◆ TASK OBJECTIVE:
Please convert the lines below into a JSON list of strings, one string for each line, skipping blank lines. Leave the pictures out of your answer.

··· DATA FOR PROCESSING ···

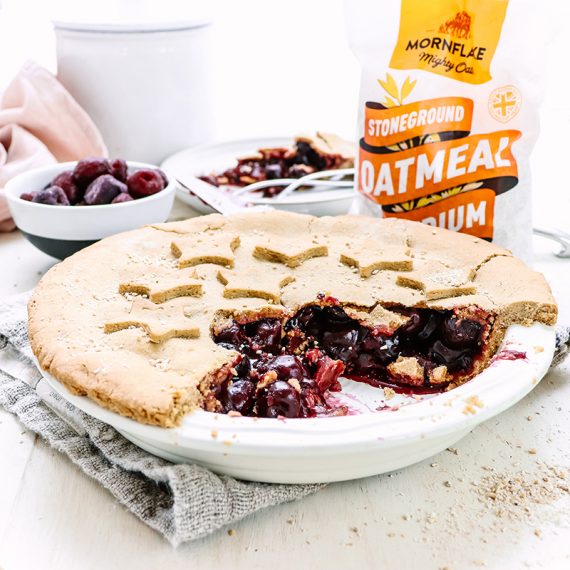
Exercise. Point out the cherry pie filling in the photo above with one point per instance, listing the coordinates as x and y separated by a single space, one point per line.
288 367
275 163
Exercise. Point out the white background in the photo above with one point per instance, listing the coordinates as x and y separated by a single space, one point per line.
283 67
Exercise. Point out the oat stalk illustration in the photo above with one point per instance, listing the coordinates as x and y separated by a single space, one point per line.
396 95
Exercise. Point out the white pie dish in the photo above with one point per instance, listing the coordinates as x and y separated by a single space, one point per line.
349 447
205 159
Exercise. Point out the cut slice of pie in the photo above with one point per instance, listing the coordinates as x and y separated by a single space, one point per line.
259 314
307 155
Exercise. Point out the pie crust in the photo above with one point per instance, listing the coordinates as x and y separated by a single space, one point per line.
134 322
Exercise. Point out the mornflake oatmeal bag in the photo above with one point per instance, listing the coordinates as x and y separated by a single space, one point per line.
448 113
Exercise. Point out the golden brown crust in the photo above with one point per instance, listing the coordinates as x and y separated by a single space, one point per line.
151 359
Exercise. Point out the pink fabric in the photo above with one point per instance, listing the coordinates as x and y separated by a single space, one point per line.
41 123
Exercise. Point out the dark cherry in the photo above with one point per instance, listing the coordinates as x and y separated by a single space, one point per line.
89 169
66 181
280 399
273 171
103 190
230 337
388 352
243 367
455 360
460 333
119 169
264 335
52 196
240 396
122 197
210 179
286 366
340 345
421 326
326 371
145 182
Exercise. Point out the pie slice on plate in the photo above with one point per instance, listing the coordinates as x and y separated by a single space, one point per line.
259 314
307 155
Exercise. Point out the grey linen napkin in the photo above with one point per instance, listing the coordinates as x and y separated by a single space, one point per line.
182 502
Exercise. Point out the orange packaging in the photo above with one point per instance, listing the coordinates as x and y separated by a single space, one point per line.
448 113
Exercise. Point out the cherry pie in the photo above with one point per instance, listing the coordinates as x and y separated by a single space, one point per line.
308 155
259 314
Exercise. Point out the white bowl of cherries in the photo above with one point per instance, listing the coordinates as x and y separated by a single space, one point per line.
65 207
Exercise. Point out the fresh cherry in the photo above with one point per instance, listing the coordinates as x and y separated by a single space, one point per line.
119 169
66 181
145 182
122 197
89 169
103 190
53 196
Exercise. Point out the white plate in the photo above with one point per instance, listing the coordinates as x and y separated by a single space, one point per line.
208 158
367 442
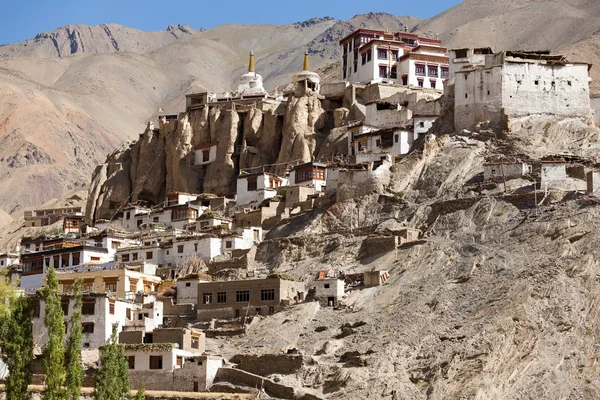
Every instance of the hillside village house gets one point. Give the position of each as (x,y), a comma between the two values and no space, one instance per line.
(311,174)
(44,217)
(64,254)
(515,84)
(254,188)
(235,299)
(8,259)
(122,283)
(403,58)
(99,313)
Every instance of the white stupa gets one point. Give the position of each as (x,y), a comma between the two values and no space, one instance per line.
(251,82)
(307,80)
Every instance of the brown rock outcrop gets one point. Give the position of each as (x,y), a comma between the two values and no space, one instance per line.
(247,136)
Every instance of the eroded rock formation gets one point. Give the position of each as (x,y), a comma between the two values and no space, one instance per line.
(248,134)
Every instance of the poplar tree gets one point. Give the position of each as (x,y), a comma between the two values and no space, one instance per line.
(16,345)
(112,378)
(74,377)
(54,350)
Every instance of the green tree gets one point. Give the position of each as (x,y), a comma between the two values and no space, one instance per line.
(16,345)
(54,350)
(74,377)
(112,378)
(141,393)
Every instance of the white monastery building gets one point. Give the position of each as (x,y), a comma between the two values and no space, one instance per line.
(370,56)
(515,84)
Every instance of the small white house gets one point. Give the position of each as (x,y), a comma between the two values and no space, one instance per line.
(310,174)
(395,141)
(245,239)
(133,217)
(329,290)
(99,313)
(252,189)
(8,259)
(205,154)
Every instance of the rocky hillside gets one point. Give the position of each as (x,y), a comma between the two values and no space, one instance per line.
(567,26)
(104,38)
(498,300)
(72,96)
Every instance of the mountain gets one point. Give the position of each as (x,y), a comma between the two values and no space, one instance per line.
(104,38)
(571,27)
(71,96)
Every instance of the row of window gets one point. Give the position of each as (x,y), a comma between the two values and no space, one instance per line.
(241,296)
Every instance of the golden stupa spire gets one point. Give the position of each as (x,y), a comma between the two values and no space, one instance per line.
(306,65)
(251,62)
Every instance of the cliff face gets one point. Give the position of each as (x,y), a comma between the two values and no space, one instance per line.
(248,136)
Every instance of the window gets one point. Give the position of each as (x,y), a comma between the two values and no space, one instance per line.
(88,286)
(67,288)
(420,69)
(195,342)
(382,71)
(155,362)
(461,53)
(87,327)
(252,184)
(303,174)
(267,294)
(110,286)
(88,307)
(242,296)
(221,297)
(64,304)
(35,308)
(432,70)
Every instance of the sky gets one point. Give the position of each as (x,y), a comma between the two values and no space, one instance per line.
(20,20)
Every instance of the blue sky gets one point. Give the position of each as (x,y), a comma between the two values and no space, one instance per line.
(20,20)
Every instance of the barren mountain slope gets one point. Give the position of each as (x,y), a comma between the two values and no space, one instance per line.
(497,301)
(556,25)
(62,115)
(104,38)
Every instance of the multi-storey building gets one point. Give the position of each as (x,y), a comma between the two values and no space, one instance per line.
(403,58)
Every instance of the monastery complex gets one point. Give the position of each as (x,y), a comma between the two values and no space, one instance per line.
(173,262)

···

◆ SOLVED EXERCISE:
[
  "Exercise. Point out the cherry pie filling in the photo above with one point per instance, listing the coordinates as x and y separated by a single space, one point per line.",
  "288 367",
  "275 163",
  "Exercise. Point out the white background in the photo above with one point per instance, listing the coordinates as x and y separated by a single space, one point per line.",
  "283 67",
  "Exercise. Point out the oat stalk illustration in the photo above with one point per instance, listing the coordinates as x and y separated by a single space, one point per line.",
  "396 95",
  "Exercise. Point out the white pie dish in the photo above with one point per instance, listing the coordinates as x and y separated by a single space, one point per line.",
  "349 447",
  "205 159",
  "Exercise. Point out the cut slice of pie in the photo above with one point per instance, listing the coordinates as x and y separated by a single space, one point per line.",
  "259 314",
  "307 155",
  "Exercise. Point out the pie crust in the photo above with one point per instance, listing the coordinates as x and y separated by a single space, one point per line.",
  "134 322",
  "Exercise. Point out the mornflake oatmeal bag in the photo above with one point per instance, listing the coordinates as x and y separated by a single space, one point per line.",
  "448 113",
  "Exercise. Point out the golden brown crust in the photo above with one point per instance, listing the coordinates as x and y separated by a single space, one point per line.",
  "151 359",
  "Exercise. Point out the pink fabric in the photo above with one point per instance, listing the coordinates as x and y separated by a single space, one point per line.",
  "41 123",
  "Exercise. Point out the dark cherry in the photo above with one point per instance, listing the coordinates as x and y separated by a single space, one point per line.",
  "89 169",
  "66 181",
  "280 399",
  "273 171",
  "103 190",
  "230 337",
  "388 352",
  "243 367",
  "455 360",
  "460 333",
  "119 169",
  "264 335",
  "52 196",
  "240 396",
  "122 197",
  "210 179",
  "286 366",
  "340 345",
  "421 326",
  "326 371",
  "145 182",
  "Exercise. Point out the pie slice on plate in the photo above with one point per instance, listing the coordinates as x and y separated by a single space, one point per line.",
  "259 314",
  "307 155",
  "Exercise. Point out the grey linen napkin in the photo above with one point per instance, listing the coordinates as x and y separated by a single space, one point per line.",
  "182 502",
  "Exercise. Point out the orange packaging in the photo above with one point per instance, listing the coordinates as x and y separated by a single space, one point per line.",
  "448 113",
  "Exercise. Point out the cherry pie in the photo above with one point per instance, listing the coordinates as x and y separated by a single space, one point per line.",
  "308 155",
  "259 314",
  "Exercise. Point out the white bowl of cherries in the photo above with one point per instance, listing the coordinates as x and y separated by a single space, one point per line.",
  "65 207",
  "Exercise. Point out the fresh cherry in the photo above with one point per instance, listing the coordinates as x and y separated by a single space, one point per line.",
  "119 169",
  "66 181",
  "145 182",
  "122 197",
  "89 169",
  "103 190",
  "53 196",
  "Exercise. Point out the white plate in the photo above with one point per instance, listing the coordinates as x and y separated by a single space, one point per line.",
  "208 158",
  "367 442",
  "Every instance of the hillside village house gets one point. Give the position of each as (x,y), a comma between the two values and no space, one instance per line.",
  "(311,174)",
  "(44,217)",
  "(64,254)",
  "(515,84)",
  "(254,188)",
  "(235,299)",
  "(8,259)",
  "(122,283)",
  "(403,58)",
  "(99,313)",
  "Every instance of the white stupa gets one point. Give the position of each as (x,y), a comma between the two values and no space, one instance per line.",
  "(251,82)",
  "(307,80)",
  "Every instance of the brown rock outcrop gets one point. Give the position of each as (x,y), a comma between the two values and no space, one instance per line.",
  "(247,136)",
  "Every instance of the eroded rock formation gets one point. Give the position of each as (x,y), a comma between the two values and no space, one instance per line.",
  "(248,134)",
  "Every instance of the poplar tree gets one point. Give the position of each as (x,y), a comma between the two values and no space, one instance per line.",
  "(16,345)",
  "(112,378)",
  "(74,377)",
  "(54,350)",
  "Every instance of the green tree gets one point. Give the position of each as (x,y), a comma between the two values and no space, one instance per line.",
  "(16,345)",
  "(54,350)",
  "(74,377)",
  "(112,378)",
  "(141,393)",
  "Every instance of the white monastery building gets one point. Give the position of each as (x,y), a comma between the two values and no space, one instance per line.",
  "(370,56)",
  "(515,84)",
  "Every instance of the small white house gets one point. Give the position of each as (x,y), a comma between the two values and no space, one instance per line.",
  "(310,174)",
  "(395,141)",
  "(245,239)",
  "(133,217)",
  "(329,290)",
  "(99,313)",
  "(252,189)",
  "(8,259)",
  "(205,154)",
  "Every instance of the rocky hillside gets one point. Give the position of each as (x,y), a comma between the two values and no space, one instance per line.",
  "(567,26)",
  "(104,38)",
  "(498,300)",
  "(72,96)",
  "Every instance of the mountain gets one point. Give the position of each as (x,y), a comma between the two values and no space, one instance per line.",
  "(104,38)",
  "(571,27)",
  "(71,96)",
  "Every instance of the row of window gets one point. Give the position of each as (x,y), a comma between the two values and no space, one instance per line.",
  "(241,296)",
  "Every instance of the golden stupa spire gets one point. Give the position of each as (x,y), a comma between the two values and no space, one instance per line.",
  "(306,65)",
  "(251,62)",
  "Every instance of the cliff face gets one point. Give the position of each as (x,y), a comma between the two values and no space, one instance per line.",
  "(248,136)",
  "Every instance of the window gets one point. Give the position of each as (x,y), a comma between the two values and no space, one instance per line.",
  "(88,286)",
  "(67,288)",
  "(420,69)",
  "(195,342)",
  "(382,71)",
  "(155,362)",
  "(461,53)",
  "(87,327)",
  "(252,184)",
  "(303,174)",
  "(267,294)",
  "(110,286)",
  "(88,307)",
  "(242,296)",
  "(221,297)",
  "(64,304)",
  "(35,308)",
  "(432,70)",
  "Every instance of the sky gets one point. Give the position of each as (x,y), a comma between the two values and no space, one instance per line.",
  "(20,20)",
  "Every instance of the blue sky gets one point. Give the position of each as (x,y), a comma between the two values and no space, one instance per line.",
  "(20,20)",
  "Every instance of the barren mountain slope gets one point. Give the position of each as (x,y), a comma between the two values and no space, one instance per line.",
  "(497,301)",
  "(556,25)",
  "(62,115)",
  "(104,38)",
  "Every instance of the multi-storey building gets one point. Give the position of each as (x,y), a comma between the two values and no space, one instance per line.",
  "(403,58)",
  "Every instance of the monastery complex gets one point. Give the position of each as (x,y), a comma between the two values and no space, one instance per line.",
  "(173,262)"
]